● **List of tasks**
1. Using the post about newly bought books, explain why the poster bought them.
2. Please say whether each statement agrees with the post about newly bought books, giving yes or no with the deciding words quoted from it: (a) The Plague will be the first book by Camus that the poster reads. (b) In the description of The Road, the snow that falls is white. (c) The poster has already read four or five books by Murakami.
3. Carry the post about newly bought books forward past its last sentence, the one about Murakami.

● **Text section**
START

SuperJail Warden
Gone Forever
+634|3689
I bought a few books since I am home all day doing literally nothing.

The Road
A father and his son walk alone through burned America. Nothing moves in the ravaged landscape save the ash on the wind. It is cold enough to crack stones, and when the snow falls it is gray. The sky is dark. Their destination is the coast, although they don't know what, if anything, awaits them there. They have nothing; just a pistol to defend themselves against the lawless bands that stalk the road, the clothes they are wearing, a cart of scavenged food—and each other.
The Plague by Camus, first book by him I am going to read.
A haunting tale of human resilience in the face of unrelieved horror, Camus' novel about a bubonic plague ravaging the people of a North African coastal town is a classic of twentieth-century literature.
The Wind-Up Bird Chronicle: A Novel by Murakami , after reading 4 or 5 of his books I think it is safe to say he is my favorite author.

END

● **Items listed in a dataset**
START

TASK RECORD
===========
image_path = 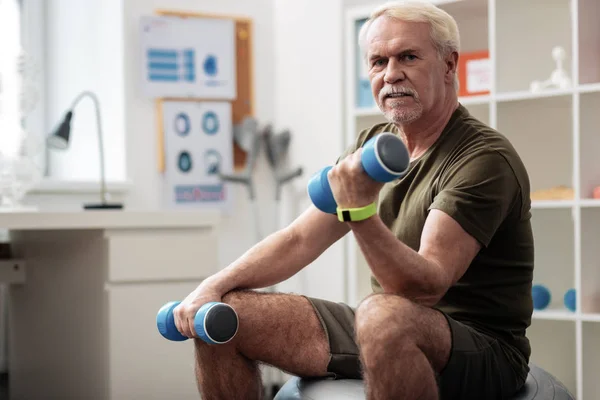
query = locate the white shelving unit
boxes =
[345,0,600,400]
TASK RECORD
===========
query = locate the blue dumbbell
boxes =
[563,289,577,312]
[156,301,239,344]
[308,132,410,214]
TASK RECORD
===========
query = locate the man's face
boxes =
[366,17,453,124]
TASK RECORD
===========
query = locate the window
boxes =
[0,0,20,156]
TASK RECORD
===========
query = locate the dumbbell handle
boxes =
[308,132,410,214]
[156,301,239,344]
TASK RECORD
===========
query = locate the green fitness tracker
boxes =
[337,203,377,222]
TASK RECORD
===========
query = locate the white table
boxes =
[0,211,219,400]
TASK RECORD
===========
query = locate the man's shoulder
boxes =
[440,104,530,200]
[451,106,526,174]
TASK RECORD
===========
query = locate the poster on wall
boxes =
[162,101,233,211]
[140,16,236,100]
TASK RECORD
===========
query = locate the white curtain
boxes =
[0,0,21,156]
[0,0,21,372]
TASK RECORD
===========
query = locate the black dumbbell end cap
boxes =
[375,133,410,173]
[204,304,238,343]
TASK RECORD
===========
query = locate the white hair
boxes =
[358,0,460,87]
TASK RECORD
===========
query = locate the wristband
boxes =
[337,202,377,222]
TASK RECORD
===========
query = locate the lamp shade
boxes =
[46,111,73,150]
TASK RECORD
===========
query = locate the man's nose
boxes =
[383,58,406,84]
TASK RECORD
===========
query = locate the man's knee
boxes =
[221,289,258,310]
[356,294,418,349]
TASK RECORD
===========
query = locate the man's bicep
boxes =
[419,209,481,291]
[289,205,350,254]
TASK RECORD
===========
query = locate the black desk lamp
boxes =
[46,91,123,210]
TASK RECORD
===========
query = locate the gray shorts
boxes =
[307,297,528,400]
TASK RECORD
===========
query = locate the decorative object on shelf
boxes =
[457,50,492,97]
[0,49,43,212]
[46,91,123,210]
[531,284,552,310]
[529,46,571,93]
[563,288,577,312]
[531,185,575,200]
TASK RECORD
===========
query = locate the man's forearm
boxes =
[349,216,445,305]
[202,229,312,293]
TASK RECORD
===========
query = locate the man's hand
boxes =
[173,281,223,338]
[327,148,383,208]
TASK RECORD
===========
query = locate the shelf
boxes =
[581,322,600,400]
[531,208,576,310]
[579,92,600,198]
[579,199,600,208]
[577,83,600,93]
[531,200,575,210]
[495,0,573,93]
[346,0,600,400]
[527,319,577,393]
[497,96,574,192]
[575,0,600,83]
[580,313,600,322]
[496,88,575,102]
[579,207,600,314]
[532,309,577,321]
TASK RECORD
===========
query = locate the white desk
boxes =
[0,211,219,400]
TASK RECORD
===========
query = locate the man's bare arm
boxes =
[203,206,350,293]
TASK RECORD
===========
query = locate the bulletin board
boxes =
[155,9,254,172]
[160,100,233,211]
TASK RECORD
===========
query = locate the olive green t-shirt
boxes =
[342,105,534,374]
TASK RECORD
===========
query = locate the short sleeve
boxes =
[429,150,521,247]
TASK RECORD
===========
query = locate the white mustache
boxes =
[379,86,419,101]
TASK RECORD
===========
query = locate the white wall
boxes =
[44,0,126,181]
[23,0,344,301]
[274,0,344,301]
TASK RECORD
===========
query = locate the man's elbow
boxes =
[382,268,451,307]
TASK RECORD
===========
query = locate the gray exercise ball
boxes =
[274,364,574,400]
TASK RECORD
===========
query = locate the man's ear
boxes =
[445,51,458,82]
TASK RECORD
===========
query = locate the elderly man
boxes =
[175,2,534,400]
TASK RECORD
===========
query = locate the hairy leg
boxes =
[194,291,329,400]
[356,294,452,400]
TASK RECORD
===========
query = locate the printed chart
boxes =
[163,101,233,209]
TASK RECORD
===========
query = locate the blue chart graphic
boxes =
[147,49,196,82]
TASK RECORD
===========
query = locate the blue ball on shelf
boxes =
[563,289,576,312]
[531,285,551,310]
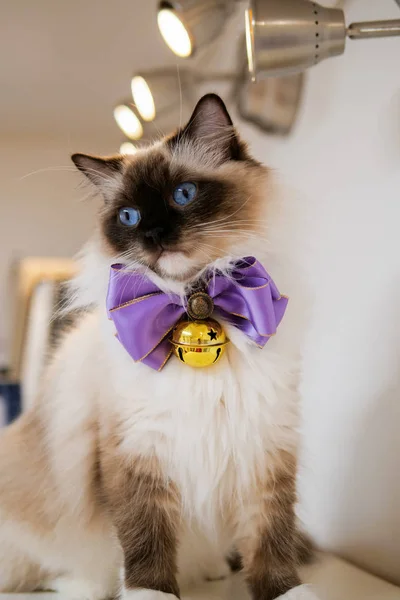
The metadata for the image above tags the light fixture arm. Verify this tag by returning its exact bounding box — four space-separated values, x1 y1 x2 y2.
347 19 400 40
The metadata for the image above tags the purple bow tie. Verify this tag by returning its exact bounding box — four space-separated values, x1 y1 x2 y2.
107 256 288 371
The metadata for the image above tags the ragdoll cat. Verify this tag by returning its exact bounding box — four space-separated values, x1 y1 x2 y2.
0 94 310 600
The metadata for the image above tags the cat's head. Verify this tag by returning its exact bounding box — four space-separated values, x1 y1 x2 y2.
72 94 267 281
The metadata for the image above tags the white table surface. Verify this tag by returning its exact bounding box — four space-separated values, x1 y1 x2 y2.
0 555 400 600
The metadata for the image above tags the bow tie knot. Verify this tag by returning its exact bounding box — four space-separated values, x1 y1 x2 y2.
107 257 288 370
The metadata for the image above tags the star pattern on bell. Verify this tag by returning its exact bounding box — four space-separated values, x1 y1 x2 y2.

END

● **Answers given**
1. The poster bought the books because they are home all day doing literally nothing.

2.
(a) Yes: "first book by him I am going to read."
(b) No: "when the snow falls it is gray."
(c) Yes: "after reading 4 or 5 of his books"

3.
In a Tokyo suburb, a young man named Toru Okada searches for his wife’s missing cat—and then for his wife as well—in a netherworld beneath the city’s placid surface. As these searches intersect, he encounters a bizarre group of allies and antagonists. Gripping, prophetic, and suffused with comedy and menace, this is an astonishingly imaginative detective story, an account of a disintegrating marriage, and an excavation of the buried secrets from Japan’s forgotten campaign in Manchuria during World War II.
Thoughts?
https://i.imgur.com/xsoGn9X.jpg
KEN-JENNINGS
I am all that is MOD!
+2,973|6602|949

the first two are among my favorites, and I draw a lot of comparisons in Cormac McCarthy and Camus' writing styles. I haven't read either in probably 10 years or so, but they are great books.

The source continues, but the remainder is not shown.